## AUFGABEN
a - Kannst du im Textauszug über journalistische Arbeit den Abschnitt von «Ich persönlich werde» bis «den Sozialdemokraten selbst.» bearbeiten, indem du «Linkslastigkeit» durch «Parteilichkeit» ersetzt, und ihn dann wiedergeben?
b - Kannst du den Text über die Arbeit der Redaktion dort aufgreifen, wo er aufhört, und ihn weiterschreiben?

======== TEXTAUSZUG

Selbstverständlich finden wir nicht immer gleich eine Lösung. Dann können wir zumindest auf Probleme hinweisen, die bisher von den zuständigen Behörden zu wenig wahrgenommen wurden. Wie im Fall der Hochbrücke in Baden. Hier wurden vor Jahren zwar optische Massnahmen getroffen, um die Zahl der Suizide zu verringern. Doch sie scheinen kaum mehr wirksam. Immer wieder stürzen sich Menschen von dieser Brücke. Nach unserer Berichterstattung prüft die Stadt nun weitere bauliche Massnahmen.

Zeigefinger in alle Richtungen
Oft wird den Journalistinnen und Journalisten vorgeworfen, sie seien zu parteiisch. Gerade im bevorstehenden Wahljahr 2023 gelten deshalb für die Berichterstattung unserer Redaktion strenge Richtlinien. Ja, wir führen Statistik und zählen, wie viele Sendeminuten jede Partei erhält, um Fairness zu garantieren.

Ich persönlich werde immer wieder mit dem Vorwurf der «Linkslastigkeit» konfrontiert. Dazu passt wohl kaum, dass sich die Aargauer SP ausgerechnet bei SRF dafür rechtfertigen musste, dass sie bei erster Gelegenheit eine Ausnahmeregelung für die Amtszeitbeschränkung aktivierte. Diese Geschichte hat vermutlich allen anderen Parteien besser gefallen als den Sozialdemokraten selbst.

Konkurrenz belebt das Geschäft
Die Regierung, mächtige Firmen oder einflussreiche Politikerinnen zu kritisieren, das ist die Raison d’Être von Journalistinnen und Journalisten als sogenannter vierter Gewalt im Staat. Natürlich aber gibt es auch eine ganz profane Motivation für gute Arbeit. Man möchte sich gegenüber Kolleginnen und Kollegen beweisen. Wer einen «Primeur» hat – eine Geschichte , die man als Erste oder Erster recherchiert und publiziert –, sichert sich häufig auch ein indirektes Lob der Konkurrenz, indem die Story dort «nacherzählt» beziehungsweise zitiert wird.

================
======== EXTRAHIERTE DATENSÄTZE

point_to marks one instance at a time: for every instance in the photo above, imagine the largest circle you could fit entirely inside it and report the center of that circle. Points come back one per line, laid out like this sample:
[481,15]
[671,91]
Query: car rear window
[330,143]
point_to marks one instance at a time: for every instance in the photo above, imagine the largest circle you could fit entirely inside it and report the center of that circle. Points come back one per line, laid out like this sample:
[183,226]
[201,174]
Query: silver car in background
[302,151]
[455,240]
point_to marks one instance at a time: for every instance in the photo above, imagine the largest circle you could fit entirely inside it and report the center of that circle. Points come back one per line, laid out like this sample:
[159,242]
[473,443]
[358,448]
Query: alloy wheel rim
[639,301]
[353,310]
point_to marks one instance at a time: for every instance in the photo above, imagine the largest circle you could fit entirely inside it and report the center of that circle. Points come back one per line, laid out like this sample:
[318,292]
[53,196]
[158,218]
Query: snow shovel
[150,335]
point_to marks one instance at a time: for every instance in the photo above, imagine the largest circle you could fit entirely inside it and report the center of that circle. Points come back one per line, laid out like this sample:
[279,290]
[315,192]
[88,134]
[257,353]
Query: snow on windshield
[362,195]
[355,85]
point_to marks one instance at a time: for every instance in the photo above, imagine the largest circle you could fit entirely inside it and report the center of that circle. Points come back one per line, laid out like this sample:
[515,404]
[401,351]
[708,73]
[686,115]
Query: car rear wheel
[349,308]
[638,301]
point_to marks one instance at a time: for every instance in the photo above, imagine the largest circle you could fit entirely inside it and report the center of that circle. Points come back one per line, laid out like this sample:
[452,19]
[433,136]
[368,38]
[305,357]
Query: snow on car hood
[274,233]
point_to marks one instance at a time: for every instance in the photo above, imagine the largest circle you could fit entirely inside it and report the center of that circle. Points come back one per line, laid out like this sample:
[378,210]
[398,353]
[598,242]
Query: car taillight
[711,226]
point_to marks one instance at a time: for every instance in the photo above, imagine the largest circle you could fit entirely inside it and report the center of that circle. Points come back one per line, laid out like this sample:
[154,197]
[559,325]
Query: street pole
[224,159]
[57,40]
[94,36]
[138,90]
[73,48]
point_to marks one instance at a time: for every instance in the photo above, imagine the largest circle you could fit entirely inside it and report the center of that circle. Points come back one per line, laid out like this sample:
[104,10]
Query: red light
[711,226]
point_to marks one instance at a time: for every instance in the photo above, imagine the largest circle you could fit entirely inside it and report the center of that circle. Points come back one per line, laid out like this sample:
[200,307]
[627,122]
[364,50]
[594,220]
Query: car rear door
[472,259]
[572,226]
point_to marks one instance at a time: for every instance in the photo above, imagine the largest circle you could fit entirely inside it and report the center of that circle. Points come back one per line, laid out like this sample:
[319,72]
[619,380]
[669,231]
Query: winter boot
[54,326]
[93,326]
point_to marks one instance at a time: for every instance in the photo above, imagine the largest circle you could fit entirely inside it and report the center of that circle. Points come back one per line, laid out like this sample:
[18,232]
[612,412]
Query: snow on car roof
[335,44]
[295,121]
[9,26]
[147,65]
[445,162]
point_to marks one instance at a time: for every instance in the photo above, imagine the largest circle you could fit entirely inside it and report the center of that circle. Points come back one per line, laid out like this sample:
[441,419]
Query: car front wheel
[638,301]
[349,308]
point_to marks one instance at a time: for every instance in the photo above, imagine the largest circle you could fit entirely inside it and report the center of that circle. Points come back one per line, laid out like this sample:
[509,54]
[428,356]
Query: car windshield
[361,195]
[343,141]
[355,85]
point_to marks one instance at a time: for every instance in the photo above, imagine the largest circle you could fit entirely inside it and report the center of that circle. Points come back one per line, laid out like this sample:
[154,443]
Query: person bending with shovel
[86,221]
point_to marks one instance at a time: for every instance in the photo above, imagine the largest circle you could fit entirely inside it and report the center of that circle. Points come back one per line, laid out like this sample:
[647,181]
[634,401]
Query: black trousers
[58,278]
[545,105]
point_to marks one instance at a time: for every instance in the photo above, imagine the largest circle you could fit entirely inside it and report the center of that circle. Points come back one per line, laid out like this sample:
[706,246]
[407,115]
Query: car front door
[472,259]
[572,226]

================

## LÖSUNGEN
a -
Ich persönlich werde immer wieder mit dem Vorwurf der «Parteilichkeit» konfrontiert. Dazu passt wohl kaum, dass sich die Aargauer SP ausgerechnet bei SRF dafür rechtfertigen musste, dass sie bei erster Gelegenheit eine Ausnahmeregelung für die Amtszeitbeschränkung aktivierte. Diese Geschichte hat vermutlich allen anderen Parteien besser gefallen als den Sozialdemokraten selbst.

b -
Auch dies gelingt unserer Redaktion immer wieder, wie die folgende (unvollständige) Auswahl aus dem Berichtsjahr zeigt: Wir vermeldeten, dass sich eine Solothurner Energiefirma gegen Steuerzahlungen an den Kanton wehrt. Wir wussten vor allen anderen, dass das Casino-Projekt in der Stadt Solothurn «gestorben» ist. Und wir teilten der Schweiz mit, dass eine Aargauer Pharmafirma Probleme mit den Behörden hat und aufgrund dieser Sachlage Methadon für Drogenprogramme knapp wird.

Ich bin stolz auf mein Team, dass es immer wieder exklusive Inhalte publiziert. Gerade weil wir im Vergleich zu den Redaktionen des grossen privaten Medienunternehmens in den Kantonen Aargau und Solothurn personell eher bescheiden dastehen. Bei uns recherchieren pro Tag drei Reporterinnen und Reporter an Geschichten, ein Team von insgesamt maximal sechs Personen produziert täglich eine knappe Stunde Info-Radioprogramm und zusätzlich noch Artikel für die SRF News App.

Wir recherchieren gerne weiter
Dieser Beitrag klingt möglicherweise nach Selbstbeweihräucherung und Eigenlob. Dabei soll er aber nur Ausdruck eines durchaus bescheidenen Wunsches sein: Wir möchten unsere Arbeit auch weiterhin machen, denn wir machen sie mit Leidenschaft.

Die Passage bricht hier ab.